Given passage:
Friday , April 26 2024

Why I Rule, pt 73

I wrote this Monday about budding conspiracy theories regarding the election:

    Unexpected, jarring events — such as Sen. John Kerry’s relatively decisive loss to President Bush in last week’s election — can cause a cognitive dissonance that some seek to explain by denying “apparent” reality rather than coming to terms with the meaning of that reality.

    ….Similar “anomalies” from 2000: perhaps then they are just “anomalies,” just as “Bush’s bulge” had a rather prosaic explanation. Rural Southern Democrats voting for Bush in an election that was set up along value lines of “us” vs. “them”? Sounds like the rural Southern Democrats went with “us,” just as social conservatives across the nation did in overwhelming numbers: those who cited values as their top priority (22%) voted for Bush over Kerry by 80 to 18 percent. And cultural conservatives turned out in greater numbers this time over 2000, for example, 5% higher in Ohio.

Various mainstream media have been picking up the theme and saying remarkably similar things over the last couple of days. The Washington Post weighs in today:

    Even as Sen. John F. Kerry’s campaign is steadfastly refusing to challenge the results of the presidential election, the bloggers and the mortally wounded party loyalists and the spreadsheet-wielding conspiracy theorists are filling the Internet with head-turning allegations. There is the one about more ballots cast than registered voters in the big Ohio county anchored by Cleveland. There are claims that a suspicious number of Florida counties ended up with Bush vote totals that were far larger than the number of registered Republican voters. And then there is the one that might be the most popular of all: the exit polls that showed Kerry winning big weren’t wrong — they were right.

Exercise directions: Transcribe everything in the election blog post above from "Unexpected, jarring events" down to "of that reality.", word for word.

Data extract:

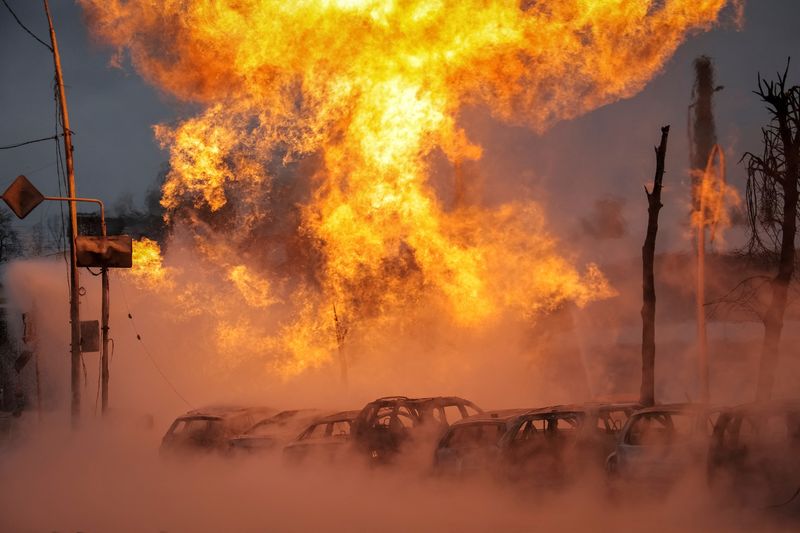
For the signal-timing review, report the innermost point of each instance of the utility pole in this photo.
(74, 311)
(647, 397)
(702, 148)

Answer to this task:
Unexpected, jarring events — such as Sen. John Kerry’s relatively decisive loss to President Bush in last week’s election — can cause a cognitive dissonance that some seek to explain by denying “apparent” reality rather than coming to terms with the meaning of that reality.